* [Task]:
Return each line of the data that contains the word "returns".

* [Exercise material]:
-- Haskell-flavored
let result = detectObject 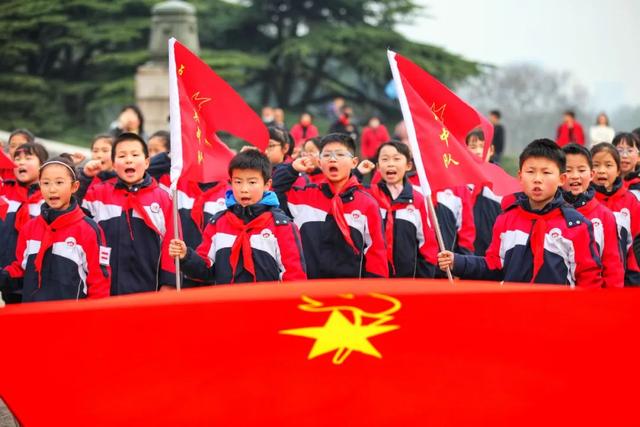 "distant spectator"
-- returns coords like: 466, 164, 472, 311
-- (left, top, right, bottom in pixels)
262, 105, 274, 126
291, 113, 319, 148
273, 108, 288, 131
489, 110, 506, 163
393, 120, 409, 145
111, 105, 147, 141
589, 113, 616, 146
360, 116, 389, 161
329, 105, 360, 141
556, 110, 584, 147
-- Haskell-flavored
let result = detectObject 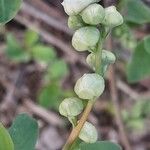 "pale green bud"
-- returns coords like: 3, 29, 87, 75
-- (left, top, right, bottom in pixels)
68, 15, 85, 30
62, 0, 100, 16
81, 4, 105, 25
59, 97, 83, 117
72, 27, 100, 51
74, 73, 105, 100
79, 122, 98, 143
103, 6, 123, 28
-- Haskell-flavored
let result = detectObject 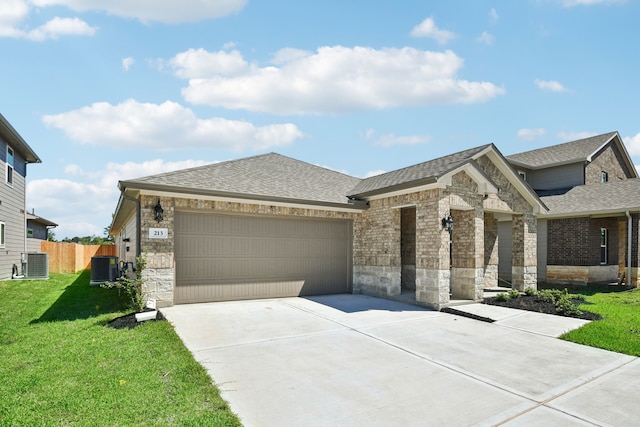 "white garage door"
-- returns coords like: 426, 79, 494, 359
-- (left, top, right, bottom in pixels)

* [Result of this exercise]:
-- returns coords like: 466, 164, 472, 311
-- returns coords like: 3, 29, 87, 75
-- returns coords like: 426, 79, 494, 359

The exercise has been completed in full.